WORK TO COMPLETE: Keep only the lines of the data below that contain "sample", and copy them.

SUPPLIED RECORDS:

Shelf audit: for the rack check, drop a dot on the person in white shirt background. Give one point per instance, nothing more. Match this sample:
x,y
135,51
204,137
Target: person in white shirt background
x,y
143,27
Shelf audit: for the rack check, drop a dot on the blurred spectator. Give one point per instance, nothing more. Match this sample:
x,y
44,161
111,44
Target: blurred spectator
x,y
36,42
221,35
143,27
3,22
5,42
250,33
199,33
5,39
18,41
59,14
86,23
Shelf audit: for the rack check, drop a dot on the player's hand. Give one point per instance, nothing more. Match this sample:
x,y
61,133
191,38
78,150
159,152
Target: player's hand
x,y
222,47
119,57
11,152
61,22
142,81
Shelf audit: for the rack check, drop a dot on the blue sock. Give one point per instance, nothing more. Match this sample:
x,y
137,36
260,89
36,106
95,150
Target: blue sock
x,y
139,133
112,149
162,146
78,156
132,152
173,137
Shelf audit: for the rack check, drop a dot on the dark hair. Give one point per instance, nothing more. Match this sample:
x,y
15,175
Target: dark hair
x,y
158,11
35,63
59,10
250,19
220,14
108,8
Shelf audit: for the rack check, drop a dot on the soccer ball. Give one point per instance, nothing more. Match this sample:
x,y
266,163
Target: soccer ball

EXERCISE ANSWER:
Shelf audit: for the rack check, drop a dot on the person in white shirt background. Give one point per instance, nothing more. Match this sample:
Shelf audit: for the rack check, drop a dot on the blurred spectator. Give one point per instance, nothing more. Match this sample:
Shelf audit: for the rack check, drop a dot on the player's hand. Give one point per instance, nothing more. Match this sample:
Shelf audit: for the rack check, drop a dot on the blue sock. Give one point per instance, nothing more. Match this sample:
Shelf audit: for the rack check, drop a dot on the dark hair. Give one point per instance, nothing more. Match this sample:
Shelf audit: for the rack check, drop a dot on the soccer ball. Give one point per instance, nothing more. Match this sample:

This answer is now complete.